Октябрьская революция не являлась ни «заговором», ни «сектантским переворотом». Ее демократическая природа не оспаривалась даже самыми отъявленными противниками. Неприемлемыми и вызывающими для оппонентов казались «плебейский разворот» демократии, антимилитаристская и социальная направленность первых программных документов Октября, а не режим или структура власти сами по себе.
К власти в Советской России пришло многопартийное правительство. Большевики и эсеры выступали в нем коалиционно, олицетворяя единство интересов рабочего класса и крестьянства. Их союз был залогом недопущения гражданской войны. С двумя крупнейшими партиями сотрудничали различные группы меньшевиков, анархисты, украинские социалисты. Вооруженные силы страны возглавили в основном военные специалисты – не партийцы. Главнокомандующие И. И. Вацетис и С. С. Каменев – беспартийные, из 20 командующих фронтами только три большевика, из 100 командующих армиями – 83 вне партии.
Кризис начальной конструкции и ее распад стали следствием не споров о социально-экономическом будущем. Их вызвал отказ эсеров поддержать заключение в марте 1918 г. Брестского мира. В знак протеста против принятия Лениным «кайзеровского диктата» они вышли из состава Совета народных комиссаров (правительства), позже скатились к открытой вооруженной борьбе против большевиков, что и обусловило запрет в июле 1918 г. партии социалистов-революционеров.
Как свидетельствует один из самых яростных врагов Октябрьской революции, глава британской миссии в Петрограде и позднее в Москве Локкарт, большинство населения восприняло социальные перемены в России спокойно и даже с симпатией. Тревогу за личную безопасность и имущество испытывали больше перед уголовными элементами и анархистами. И так до осени 1918 г., когда все переменилось с началом Гражданской войны и интервенции, которым, с ложной скромностью замечал Локкарт, «мы способствовали».
Воспользуемся подброшенной Локкартом терминологией – империалистические державы «поспособствовали» тому, чтобы Октябрьская революция, развивавшаяся до сентября – октября 1918 г. преимущественно в мирном русле и при активном вовлечении в политические процессы широких масс, перешла в кровавую бойню.

++++++++++++++++++++

• [ЦЕЛЬ ЗАДАНИЯ]
Сколько из 100 командующих армиями не состояли в партии, согласно тексту об Октябрьской революции?

• [ИССЛЕДУЕМЫЕ ДАННЫЕ]
++++++++++++++++++++

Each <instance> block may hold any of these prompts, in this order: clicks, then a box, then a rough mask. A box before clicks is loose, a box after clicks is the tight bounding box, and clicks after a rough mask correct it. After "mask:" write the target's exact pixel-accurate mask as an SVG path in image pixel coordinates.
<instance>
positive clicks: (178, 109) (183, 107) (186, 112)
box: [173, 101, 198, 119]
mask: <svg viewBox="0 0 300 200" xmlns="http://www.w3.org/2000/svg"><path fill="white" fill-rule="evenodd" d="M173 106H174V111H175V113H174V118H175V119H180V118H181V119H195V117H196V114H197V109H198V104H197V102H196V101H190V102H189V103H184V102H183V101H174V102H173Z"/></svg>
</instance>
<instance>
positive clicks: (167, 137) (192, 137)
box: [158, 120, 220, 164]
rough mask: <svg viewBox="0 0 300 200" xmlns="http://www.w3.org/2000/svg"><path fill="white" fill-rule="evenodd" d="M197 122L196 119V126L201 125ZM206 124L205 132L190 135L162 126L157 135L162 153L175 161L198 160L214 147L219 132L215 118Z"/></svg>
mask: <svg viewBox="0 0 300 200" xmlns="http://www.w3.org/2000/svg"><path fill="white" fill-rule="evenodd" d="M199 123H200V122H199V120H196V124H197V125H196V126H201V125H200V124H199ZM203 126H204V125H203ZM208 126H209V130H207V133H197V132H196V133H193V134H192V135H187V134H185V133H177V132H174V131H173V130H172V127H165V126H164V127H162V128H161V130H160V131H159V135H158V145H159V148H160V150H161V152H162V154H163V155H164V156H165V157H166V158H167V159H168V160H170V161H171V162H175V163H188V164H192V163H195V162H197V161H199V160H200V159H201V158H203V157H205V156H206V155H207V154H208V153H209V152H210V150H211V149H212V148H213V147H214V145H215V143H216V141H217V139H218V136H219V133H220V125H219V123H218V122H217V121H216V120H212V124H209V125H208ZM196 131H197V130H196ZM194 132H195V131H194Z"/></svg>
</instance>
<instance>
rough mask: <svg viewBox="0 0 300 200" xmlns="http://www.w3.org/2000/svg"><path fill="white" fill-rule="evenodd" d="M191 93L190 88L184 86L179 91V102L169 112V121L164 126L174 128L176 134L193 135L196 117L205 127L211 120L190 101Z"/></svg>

++++++++++++++++++++

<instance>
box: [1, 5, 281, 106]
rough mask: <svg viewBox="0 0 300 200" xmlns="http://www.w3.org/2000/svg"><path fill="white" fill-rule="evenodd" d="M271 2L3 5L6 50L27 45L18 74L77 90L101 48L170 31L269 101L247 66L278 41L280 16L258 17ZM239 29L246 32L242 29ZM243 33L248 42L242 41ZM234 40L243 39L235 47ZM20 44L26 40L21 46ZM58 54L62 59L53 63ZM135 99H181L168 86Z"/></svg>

++++++++++++++++++++

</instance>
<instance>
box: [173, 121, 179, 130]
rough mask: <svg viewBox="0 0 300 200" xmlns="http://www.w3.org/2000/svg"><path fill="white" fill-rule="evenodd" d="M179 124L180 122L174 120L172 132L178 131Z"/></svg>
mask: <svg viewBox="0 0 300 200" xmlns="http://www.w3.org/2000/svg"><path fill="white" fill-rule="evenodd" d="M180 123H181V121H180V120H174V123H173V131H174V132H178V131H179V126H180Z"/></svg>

++++++++++++++++++++

• [ПИСЬМЕННЫЙ ОТВЕТ]
83.